[VORLIEGENDER AUSZUG]
Alexander Zverev und David Ferrer - Ein seltsames Pärchen

Alexander Zverev hat die Tennisgemeinde während der Corona-Zeit stets unterhalten. Die jüngsten beiden Volten des besten deutschen Tennisspielers: die Absage für die Schaukämpfe in Berlin und die angestrebte Kooperation mit David Ferrer.

von Jörg Allmeroth
zuletzt bearbeitet: 09.07.2020, 11:30 Uhr

Ein Paar mit Zukunft? David Ferrer und Alexander Zverev
© GEPA Pictures
Ein Paar mit Zukunft? David Ferrer und Alexander Zverev

Es ist ein erstaunliches Pärchen, das sich dieser Tage in Monte Carlo für einen beruflichen Probelauf zusammengefunden hat. Da wäre Alexander Zverev (23), der gerade vielgescholtene Tennis-Weltklassespieler. Ein junger Mann, der bekannt ist für sein großes Talent, aber auch für seine Launenhaftigkeit und Labilität. Für Disziplinprobleme, für Berg- und Talfahrten in einer schwankungsreichen Karriere. Und, aktuell, für heftige Ausrutscher in der Corona-Krise. Und dann wäre da David Ferrer (38), ein jüngst in den Ruhestand getretener Vagabund des Wanderzirkus. Einer, der für fast alles steht, wofür Zverev nicht steht. Für konsequente Hingabe an seinen Sport, für bemerkenswerte Stetigkeit über viele Jahre auf der Tennistour, für respektvolles Verhalten gegenüber jedem in seinem Arbeitsumfeld. Der ehemalige Weltranglisten-Dritte: Ein Traditionalist, ein Vertreter der alten Schule.

[DATENSÄTZE]

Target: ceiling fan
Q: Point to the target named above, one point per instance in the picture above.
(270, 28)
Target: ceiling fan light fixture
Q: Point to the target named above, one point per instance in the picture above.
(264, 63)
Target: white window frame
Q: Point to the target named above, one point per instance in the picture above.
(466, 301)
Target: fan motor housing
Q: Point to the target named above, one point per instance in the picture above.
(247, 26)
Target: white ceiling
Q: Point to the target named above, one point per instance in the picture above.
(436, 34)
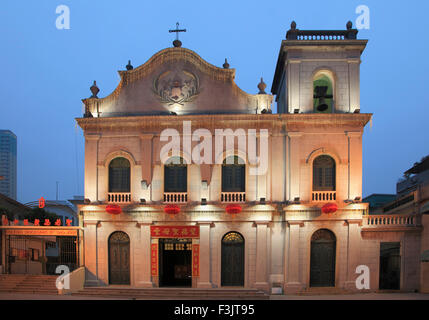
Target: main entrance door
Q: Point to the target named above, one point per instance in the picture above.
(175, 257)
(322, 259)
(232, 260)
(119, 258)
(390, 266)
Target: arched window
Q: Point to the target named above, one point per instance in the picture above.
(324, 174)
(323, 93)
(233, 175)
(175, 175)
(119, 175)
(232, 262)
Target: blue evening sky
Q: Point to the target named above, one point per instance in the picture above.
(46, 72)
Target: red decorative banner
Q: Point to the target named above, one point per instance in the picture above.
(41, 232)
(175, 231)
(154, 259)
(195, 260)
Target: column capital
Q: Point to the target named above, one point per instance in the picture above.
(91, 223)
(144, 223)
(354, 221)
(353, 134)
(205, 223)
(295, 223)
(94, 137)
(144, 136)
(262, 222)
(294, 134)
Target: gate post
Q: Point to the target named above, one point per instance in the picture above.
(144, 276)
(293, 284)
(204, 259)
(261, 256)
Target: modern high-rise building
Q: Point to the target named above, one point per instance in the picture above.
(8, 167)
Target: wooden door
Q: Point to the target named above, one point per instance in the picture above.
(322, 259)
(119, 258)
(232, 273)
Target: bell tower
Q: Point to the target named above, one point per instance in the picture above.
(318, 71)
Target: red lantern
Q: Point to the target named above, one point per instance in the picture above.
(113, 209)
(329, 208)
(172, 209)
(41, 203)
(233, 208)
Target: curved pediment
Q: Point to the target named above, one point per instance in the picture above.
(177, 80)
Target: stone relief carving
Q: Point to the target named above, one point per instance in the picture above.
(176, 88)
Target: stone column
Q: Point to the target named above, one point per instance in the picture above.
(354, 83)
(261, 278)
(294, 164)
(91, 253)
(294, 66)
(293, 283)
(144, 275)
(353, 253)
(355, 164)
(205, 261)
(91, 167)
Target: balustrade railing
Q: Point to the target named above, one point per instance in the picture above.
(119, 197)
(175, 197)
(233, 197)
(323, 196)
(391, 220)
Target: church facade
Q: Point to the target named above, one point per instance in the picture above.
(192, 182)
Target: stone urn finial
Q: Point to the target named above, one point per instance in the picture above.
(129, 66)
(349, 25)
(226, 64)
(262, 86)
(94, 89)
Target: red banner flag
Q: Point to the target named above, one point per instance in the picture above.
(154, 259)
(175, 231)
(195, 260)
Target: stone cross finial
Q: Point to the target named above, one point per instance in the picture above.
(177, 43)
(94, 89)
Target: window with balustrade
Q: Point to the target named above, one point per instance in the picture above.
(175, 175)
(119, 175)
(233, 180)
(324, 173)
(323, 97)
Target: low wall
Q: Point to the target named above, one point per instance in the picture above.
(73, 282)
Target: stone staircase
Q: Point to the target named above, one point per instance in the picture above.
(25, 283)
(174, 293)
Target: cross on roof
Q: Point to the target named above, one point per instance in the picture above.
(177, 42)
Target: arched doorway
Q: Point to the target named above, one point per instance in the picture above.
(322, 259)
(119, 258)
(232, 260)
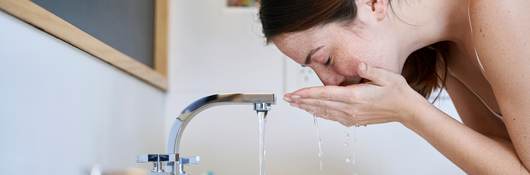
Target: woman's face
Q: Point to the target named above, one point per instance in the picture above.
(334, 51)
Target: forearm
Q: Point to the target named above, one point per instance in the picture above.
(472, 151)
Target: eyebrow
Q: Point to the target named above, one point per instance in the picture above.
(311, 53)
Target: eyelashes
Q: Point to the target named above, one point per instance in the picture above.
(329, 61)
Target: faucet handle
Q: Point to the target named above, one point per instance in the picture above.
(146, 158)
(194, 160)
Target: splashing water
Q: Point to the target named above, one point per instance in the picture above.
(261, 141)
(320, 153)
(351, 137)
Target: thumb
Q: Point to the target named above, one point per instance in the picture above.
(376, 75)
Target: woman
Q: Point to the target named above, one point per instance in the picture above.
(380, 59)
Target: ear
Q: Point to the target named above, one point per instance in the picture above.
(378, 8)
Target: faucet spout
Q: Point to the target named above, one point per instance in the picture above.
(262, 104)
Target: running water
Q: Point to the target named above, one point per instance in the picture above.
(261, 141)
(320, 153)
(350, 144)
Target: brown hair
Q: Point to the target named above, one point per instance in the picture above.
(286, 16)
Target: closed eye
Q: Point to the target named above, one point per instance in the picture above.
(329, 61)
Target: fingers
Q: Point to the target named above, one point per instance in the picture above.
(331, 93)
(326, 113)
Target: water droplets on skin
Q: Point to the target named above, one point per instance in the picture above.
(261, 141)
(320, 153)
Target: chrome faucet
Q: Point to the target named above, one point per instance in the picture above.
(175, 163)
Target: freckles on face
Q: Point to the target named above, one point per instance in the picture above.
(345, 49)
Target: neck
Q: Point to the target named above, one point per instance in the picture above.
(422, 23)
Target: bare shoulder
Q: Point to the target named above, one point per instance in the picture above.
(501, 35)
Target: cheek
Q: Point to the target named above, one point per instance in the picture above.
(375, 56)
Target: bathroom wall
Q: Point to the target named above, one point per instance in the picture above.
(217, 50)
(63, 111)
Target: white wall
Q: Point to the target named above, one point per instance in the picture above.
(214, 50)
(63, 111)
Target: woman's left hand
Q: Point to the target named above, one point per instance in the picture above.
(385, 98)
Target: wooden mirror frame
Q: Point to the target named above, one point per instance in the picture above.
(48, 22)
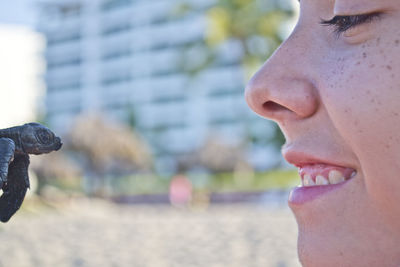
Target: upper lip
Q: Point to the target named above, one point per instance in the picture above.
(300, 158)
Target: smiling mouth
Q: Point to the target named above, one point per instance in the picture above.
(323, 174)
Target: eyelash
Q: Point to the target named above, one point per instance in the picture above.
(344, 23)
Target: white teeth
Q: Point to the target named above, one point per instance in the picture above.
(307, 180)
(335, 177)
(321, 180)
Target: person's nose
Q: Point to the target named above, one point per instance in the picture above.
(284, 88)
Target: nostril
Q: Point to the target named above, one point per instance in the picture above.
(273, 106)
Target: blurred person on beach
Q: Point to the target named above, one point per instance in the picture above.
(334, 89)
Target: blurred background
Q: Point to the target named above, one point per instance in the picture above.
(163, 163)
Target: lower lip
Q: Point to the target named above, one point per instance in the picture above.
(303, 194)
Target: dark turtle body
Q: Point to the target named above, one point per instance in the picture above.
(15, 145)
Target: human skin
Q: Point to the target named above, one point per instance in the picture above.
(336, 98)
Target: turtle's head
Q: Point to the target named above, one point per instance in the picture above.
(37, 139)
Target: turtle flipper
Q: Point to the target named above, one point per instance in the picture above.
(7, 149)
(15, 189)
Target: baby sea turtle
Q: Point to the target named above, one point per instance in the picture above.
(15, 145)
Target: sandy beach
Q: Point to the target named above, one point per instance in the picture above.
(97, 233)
* * *
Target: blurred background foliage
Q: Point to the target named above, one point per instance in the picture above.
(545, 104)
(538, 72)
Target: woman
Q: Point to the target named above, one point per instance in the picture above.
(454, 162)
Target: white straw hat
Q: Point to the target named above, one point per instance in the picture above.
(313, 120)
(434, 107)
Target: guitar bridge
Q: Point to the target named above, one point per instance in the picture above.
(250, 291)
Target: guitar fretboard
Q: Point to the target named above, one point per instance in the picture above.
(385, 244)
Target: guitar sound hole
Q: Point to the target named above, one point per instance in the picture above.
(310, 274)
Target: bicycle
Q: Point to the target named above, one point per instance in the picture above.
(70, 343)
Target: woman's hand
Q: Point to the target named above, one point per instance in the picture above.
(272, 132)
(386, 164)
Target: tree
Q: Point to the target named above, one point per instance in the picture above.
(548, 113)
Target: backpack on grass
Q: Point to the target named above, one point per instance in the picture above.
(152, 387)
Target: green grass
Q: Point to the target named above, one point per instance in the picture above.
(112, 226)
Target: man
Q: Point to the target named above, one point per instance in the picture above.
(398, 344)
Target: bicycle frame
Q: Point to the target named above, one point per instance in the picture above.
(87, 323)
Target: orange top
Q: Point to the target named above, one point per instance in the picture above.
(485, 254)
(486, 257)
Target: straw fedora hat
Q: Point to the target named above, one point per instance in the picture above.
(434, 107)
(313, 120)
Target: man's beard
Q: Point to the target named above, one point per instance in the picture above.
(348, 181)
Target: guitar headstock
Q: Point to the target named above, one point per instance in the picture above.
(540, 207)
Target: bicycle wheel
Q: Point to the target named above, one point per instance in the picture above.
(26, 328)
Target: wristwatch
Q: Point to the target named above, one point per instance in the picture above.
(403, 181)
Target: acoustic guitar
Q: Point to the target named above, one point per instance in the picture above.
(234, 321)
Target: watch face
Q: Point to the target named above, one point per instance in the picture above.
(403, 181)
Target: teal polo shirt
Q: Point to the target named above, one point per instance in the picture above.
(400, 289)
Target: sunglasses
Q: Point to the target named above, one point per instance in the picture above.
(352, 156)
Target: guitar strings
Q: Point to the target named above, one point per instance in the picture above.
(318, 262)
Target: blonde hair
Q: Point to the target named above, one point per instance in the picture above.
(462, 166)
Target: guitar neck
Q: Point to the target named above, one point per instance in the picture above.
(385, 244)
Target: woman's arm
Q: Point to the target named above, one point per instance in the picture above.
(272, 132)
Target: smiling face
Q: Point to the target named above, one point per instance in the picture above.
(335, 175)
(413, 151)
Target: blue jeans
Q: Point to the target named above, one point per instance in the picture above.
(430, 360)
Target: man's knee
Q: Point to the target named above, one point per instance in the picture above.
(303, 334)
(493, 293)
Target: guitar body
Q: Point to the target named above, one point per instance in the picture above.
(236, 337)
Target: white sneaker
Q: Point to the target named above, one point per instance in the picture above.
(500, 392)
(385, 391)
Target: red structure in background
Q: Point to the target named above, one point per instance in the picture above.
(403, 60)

[ÜBUNGSAUFGABEN]
a) Schreiben Sie aus dem Artikel über Zverev und Ferrer den Abschnitt von „Alexander Zverev und“ bis „mit David Ferrer.“ wortgetreu ab.
b) Fassen Sie den Absatz des Artikels über Zverev und Ferrer, der mit „Es ist ein erstaunliches Pärchen“ beginnt, als knappe Stichpunktliste zusammen.
c) Führen Sie den Artikel über Zverev und Ferrer im Anschluss an seinen letzten Satz fort.

[SCHRIFTLICHE LÖSUNGEN]
a)
Alexander Zverev und David Ferrer - Ein seltsames Pärchen

Alexander Zverev hat die Tennisgemeinde während der Corona-Zeit stets unterhalten. Die jüngsten beiden Volten des besten deutschen Tennisspielers: die Absage für die Schaukämpfe in Berlin und die angestrebte Kooperation mit David Ferrer.

b)
- Alexander Zverev (23) und David Ferrer (38) sind in Monte Carlo für einen beruflichen Probelauf zusammengekommen.
- Zverev gilt als vielgescholtener Weltklassespieler. Er ist bekannt für großes Talent, aber auch für Launenhaftigkeit, Labilität, Disziplinprobleme und eine schwankungsreiche Karriere. Zuletzt fiel er durch heftige Ausrutscher in der Corona-Krise auf.
- Ferrer ist jüngst in den Ruhestand getreten und steht für fast alles, wofür Zverev nicht steht: Hingabe an den Sport, Stetigkeit über viele Jahre und respektvolles Verhalten.
- Als ehemaliger Weltranglisten-Dritter gilt Ferrer als Traditionalist der alten Schule.

c)
An diesem Wochenende sollte Zverev eigentlich bei einem Schauturnier in Berlin aufkreuzen, er wäre neben dem Österreicher Dominic Thiem in der Hauptrolle gewesen bei dem prominent besetzten Wettbewerb, der teilweise im Steffi-Graf-Stadion am Hundekehlesee ausgetragen wird. Am Mittwoch teilte er den Veranstaltern dann jedoch mit, er wolle vorerst an keinem „organisierten Event“ teilnehmen, sich stattdessen auf die zweiwöchige Arbeit mit seinem Teilzeit-Partner Ferrer konzentrieren und müsse deshalb absagen. Zverevs Gastspiel wäre aus eigenem Verschulden, nach all den Skandalen und Eskapaden rund um Partys bei der Adria-Tour und später in seiner Wahlheimat Monaco, ohnehin eher zum Spießrutenlaufen geworden. 

Kyrgios konstatiert "idiotisches Verhalten"

Nach seiner sportlichen Form oder Personalien in seinem Team wäre er wohl kaum gefragt worden, eher schon nach der Verantwortungslosigkeit, die auch sein Tun und Handeln zuletzt prägte. Zverev war gerade noch einmal mitten in einer Feiergesellschaft am Mittelmeer gesehen worden – was kein schöner Anblick war für jemanden, der hoch und heilig versichert hatte, er werde sich nach dem Party-Desaster bei Djokovics Spaßevent in eine selbstauferlegte Quarantäne zurückziehen. Selbst Australiens Oberflegel Nick Kyrgios konnte Zverev plötzlich aus gutem Grund die Leviten lesen und über „idiotisches Verhalten“ herziehen.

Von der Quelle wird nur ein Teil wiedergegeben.